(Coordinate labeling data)
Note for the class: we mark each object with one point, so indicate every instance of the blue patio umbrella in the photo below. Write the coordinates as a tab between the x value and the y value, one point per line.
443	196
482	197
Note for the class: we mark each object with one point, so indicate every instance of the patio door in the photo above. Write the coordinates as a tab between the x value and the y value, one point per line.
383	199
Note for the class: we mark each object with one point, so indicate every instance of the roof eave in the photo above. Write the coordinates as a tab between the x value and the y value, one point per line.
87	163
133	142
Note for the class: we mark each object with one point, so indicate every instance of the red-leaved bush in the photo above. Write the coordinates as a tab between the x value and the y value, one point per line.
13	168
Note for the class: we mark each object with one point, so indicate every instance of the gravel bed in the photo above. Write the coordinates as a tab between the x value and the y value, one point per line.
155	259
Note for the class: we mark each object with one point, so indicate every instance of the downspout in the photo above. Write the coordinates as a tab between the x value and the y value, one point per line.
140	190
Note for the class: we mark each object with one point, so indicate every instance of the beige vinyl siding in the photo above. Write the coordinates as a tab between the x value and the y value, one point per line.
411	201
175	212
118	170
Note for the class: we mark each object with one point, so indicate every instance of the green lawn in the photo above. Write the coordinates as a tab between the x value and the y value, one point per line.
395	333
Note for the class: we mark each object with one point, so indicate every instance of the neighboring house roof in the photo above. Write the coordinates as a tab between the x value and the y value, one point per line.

» Description of the task
Would you give the material above again, complete and exact?

» Exercise solution
Note for the class: we mark each object with one point, so indicate every instance of the blue patio umbrella in the photo below. Write the coordinates as a tab between the x value and the y value, one point per line.
443	196
482	197
Note for the class: we mark each object with one point, so indicate every instance of the patio door in the photo above. Write the coordinates as a tab between the x value and the y value, one point per line.
383	199
Note for the class: we mark each object with one point, so indicate every instance of the roof eave in the photo above. Write the coordinates as a tab between the x value and the y value, one point per line.
87	163
133	142
Note for the class: we mark each object with one point, so indicate every instance of the red-leaved bush in the photo above. Write the coordinates as a tab between the x value and the y value, one point per line.
13	168
Note for the class: we mark each object with one point, so indicate every instance of the gravel bed in the photo above. Write the coordinates as a tab between the x value and the y value, one point per line.
155	259
Note for the class: we mark each object with one point, so indicate every instance of the downspout in the photo above. Write the coordinates as a tab between the x value and the y value, one point per line.
140	190
Note for the class: we mark each object with one point, so indicate every instance of the beige vinyl siding in the photo above. Write the coordinates as a tab between the x value and the y value, one point per line.
411	201
175	212
118	170
Note for the class: we mark each object with one point, so indicate every instance of the green lawn in the photo above. Write the coordinates as a tab between the x value and the y value, one point per line.
395	333
Note for the class: we mark each object with one point, so indicate every instance of the neighboring house roof in the photo above. Write the coordinates as a tab between the x value and the y value, one point per line.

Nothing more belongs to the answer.